INPUT RECORDS:
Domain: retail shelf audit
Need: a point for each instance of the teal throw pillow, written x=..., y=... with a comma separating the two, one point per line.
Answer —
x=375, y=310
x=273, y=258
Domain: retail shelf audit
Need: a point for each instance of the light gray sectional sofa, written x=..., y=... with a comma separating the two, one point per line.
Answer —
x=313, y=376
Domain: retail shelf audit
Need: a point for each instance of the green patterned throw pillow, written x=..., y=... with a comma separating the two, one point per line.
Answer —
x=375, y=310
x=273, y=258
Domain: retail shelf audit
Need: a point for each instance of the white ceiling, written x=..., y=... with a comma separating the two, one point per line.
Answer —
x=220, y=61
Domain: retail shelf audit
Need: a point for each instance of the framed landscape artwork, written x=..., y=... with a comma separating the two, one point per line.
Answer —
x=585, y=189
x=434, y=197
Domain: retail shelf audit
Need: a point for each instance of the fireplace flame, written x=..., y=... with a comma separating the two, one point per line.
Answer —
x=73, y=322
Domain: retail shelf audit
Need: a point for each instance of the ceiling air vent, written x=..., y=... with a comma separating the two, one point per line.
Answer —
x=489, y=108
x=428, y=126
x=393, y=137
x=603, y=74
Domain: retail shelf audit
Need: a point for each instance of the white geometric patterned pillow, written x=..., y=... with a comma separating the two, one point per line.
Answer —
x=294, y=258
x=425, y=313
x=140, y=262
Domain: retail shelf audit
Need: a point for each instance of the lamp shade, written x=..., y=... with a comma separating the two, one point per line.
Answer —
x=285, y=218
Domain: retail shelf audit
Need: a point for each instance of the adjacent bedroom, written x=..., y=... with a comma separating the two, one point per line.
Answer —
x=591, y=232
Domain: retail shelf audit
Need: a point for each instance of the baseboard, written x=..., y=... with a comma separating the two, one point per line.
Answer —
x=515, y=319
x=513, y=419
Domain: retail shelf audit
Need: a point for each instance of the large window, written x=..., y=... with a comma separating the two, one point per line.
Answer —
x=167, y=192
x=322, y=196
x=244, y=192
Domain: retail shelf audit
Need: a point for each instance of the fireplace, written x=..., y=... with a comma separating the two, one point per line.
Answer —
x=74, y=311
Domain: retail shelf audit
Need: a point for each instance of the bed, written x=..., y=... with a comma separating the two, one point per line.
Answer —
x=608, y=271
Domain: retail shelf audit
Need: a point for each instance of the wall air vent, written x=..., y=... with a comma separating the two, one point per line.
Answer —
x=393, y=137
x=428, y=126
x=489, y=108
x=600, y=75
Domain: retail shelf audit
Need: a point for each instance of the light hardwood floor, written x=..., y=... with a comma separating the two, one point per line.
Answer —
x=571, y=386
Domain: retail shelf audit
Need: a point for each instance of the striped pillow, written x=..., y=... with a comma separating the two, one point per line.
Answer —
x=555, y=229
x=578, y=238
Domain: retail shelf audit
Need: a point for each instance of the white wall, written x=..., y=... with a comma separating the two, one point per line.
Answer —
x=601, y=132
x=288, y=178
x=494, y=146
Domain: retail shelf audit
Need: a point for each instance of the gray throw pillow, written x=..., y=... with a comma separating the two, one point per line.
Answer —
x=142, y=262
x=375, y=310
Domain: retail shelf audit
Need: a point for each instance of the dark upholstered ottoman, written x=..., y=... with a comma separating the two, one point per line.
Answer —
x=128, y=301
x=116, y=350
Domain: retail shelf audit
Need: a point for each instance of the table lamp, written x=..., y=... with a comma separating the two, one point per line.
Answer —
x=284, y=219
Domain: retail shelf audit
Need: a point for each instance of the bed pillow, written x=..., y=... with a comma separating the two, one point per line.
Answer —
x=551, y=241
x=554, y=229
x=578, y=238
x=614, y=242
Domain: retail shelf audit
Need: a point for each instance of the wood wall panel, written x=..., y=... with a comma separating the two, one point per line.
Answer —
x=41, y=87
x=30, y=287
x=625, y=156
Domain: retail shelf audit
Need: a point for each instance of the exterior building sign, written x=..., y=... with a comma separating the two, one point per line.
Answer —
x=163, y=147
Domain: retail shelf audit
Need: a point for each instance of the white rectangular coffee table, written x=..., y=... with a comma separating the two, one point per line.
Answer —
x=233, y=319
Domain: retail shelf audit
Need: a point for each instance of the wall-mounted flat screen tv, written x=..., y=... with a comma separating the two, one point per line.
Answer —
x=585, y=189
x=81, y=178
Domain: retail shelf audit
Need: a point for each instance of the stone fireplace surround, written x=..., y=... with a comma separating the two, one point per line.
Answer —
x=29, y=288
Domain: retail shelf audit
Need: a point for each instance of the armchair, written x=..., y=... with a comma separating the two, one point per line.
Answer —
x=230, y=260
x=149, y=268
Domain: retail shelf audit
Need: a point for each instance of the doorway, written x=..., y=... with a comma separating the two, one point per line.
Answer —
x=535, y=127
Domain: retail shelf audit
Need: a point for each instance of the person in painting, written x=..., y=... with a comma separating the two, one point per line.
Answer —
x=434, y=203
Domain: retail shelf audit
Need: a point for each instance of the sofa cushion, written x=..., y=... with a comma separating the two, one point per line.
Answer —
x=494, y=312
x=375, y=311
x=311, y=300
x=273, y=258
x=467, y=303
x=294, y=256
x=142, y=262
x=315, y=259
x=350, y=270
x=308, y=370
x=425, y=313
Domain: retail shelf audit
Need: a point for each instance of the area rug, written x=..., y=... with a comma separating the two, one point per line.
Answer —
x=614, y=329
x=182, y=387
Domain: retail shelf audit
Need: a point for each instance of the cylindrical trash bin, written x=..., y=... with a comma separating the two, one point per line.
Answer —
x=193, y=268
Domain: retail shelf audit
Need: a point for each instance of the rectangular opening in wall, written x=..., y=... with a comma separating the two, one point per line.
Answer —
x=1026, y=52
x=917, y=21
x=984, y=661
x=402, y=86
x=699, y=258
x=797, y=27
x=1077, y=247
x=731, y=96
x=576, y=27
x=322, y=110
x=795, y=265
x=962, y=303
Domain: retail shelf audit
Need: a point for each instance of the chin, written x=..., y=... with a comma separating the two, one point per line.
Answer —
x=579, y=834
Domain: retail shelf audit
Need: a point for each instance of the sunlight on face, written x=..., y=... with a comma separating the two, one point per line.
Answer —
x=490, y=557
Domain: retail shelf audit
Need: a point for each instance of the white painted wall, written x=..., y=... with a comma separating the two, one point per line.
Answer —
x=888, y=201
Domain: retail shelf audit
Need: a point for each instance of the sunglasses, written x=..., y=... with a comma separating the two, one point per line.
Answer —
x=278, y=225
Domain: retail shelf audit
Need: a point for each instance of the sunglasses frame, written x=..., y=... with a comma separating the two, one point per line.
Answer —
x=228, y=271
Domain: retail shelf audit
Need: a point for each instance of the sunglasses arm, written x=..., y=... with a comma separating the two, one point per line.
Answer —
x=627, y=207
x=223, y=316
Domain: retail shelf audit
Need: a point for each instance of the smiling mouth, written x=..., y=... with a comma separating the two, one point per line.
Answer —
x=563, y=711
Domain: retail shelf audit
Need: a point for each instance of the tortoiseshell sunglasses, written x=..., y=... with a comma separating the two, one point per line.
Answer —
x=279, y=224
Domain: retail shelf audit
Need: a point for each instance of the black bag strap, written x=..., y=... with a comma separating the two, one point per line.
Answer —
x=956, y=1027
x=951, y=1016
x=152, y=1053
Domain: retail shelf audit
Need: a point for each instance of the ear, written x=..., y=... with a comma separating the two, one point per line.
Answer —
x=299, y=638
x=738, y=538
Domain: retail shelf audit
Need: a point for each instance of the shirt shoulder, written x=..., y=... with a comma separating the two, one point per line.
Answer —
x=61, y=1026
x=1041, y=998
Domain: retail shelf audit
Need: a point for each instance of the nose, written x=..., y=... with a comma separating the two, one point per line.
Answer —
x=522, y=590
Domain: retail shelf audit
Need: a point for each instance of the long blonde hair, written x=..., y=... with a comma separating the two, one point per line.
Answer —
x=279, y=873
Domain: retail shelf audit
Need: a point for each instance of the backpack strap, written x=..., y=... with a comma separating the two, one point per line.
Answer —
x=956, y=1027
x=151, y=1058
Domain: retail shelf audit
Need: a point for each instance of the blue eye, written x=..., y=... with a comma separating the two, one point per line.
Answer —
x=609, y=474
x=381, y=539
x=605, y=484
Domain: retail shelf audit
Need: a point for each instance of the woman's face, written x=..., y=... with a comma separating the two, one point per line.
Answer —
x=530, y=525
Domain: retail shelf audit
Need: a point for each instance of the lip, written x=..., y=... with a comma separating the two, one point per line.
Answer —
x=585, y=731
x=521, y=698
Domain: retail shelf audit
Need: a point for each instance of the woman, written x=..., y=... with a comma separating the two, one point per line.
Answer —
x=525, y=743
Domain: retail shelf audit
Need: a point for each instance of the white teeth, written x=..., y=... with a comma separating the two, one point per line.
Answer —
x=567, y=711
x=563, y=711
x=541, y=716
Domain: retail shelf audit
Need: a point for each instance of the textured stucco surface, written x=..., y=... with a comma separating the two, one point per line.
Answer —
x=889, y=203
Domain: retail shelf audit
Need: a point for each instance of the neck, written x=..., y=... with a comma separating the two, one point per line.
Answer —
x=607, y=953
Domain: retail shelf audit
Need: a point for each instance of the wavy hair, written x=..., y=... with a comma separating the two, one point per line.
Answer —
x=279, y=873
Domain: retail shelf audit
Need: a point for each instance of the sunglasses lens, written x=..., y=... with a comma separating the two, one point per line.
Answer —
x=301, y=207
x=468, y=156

TASK ITEM: Select, from the listing, all lines that include the word "strap".

OUTPUT:
Need: a point for each instance of the black bag strap, written x=..., y=... with a comma separating the two, one point per line.
Need: a point for each instance of the backpack strap, written x=..., y=... with a comma separating the two, one point per line.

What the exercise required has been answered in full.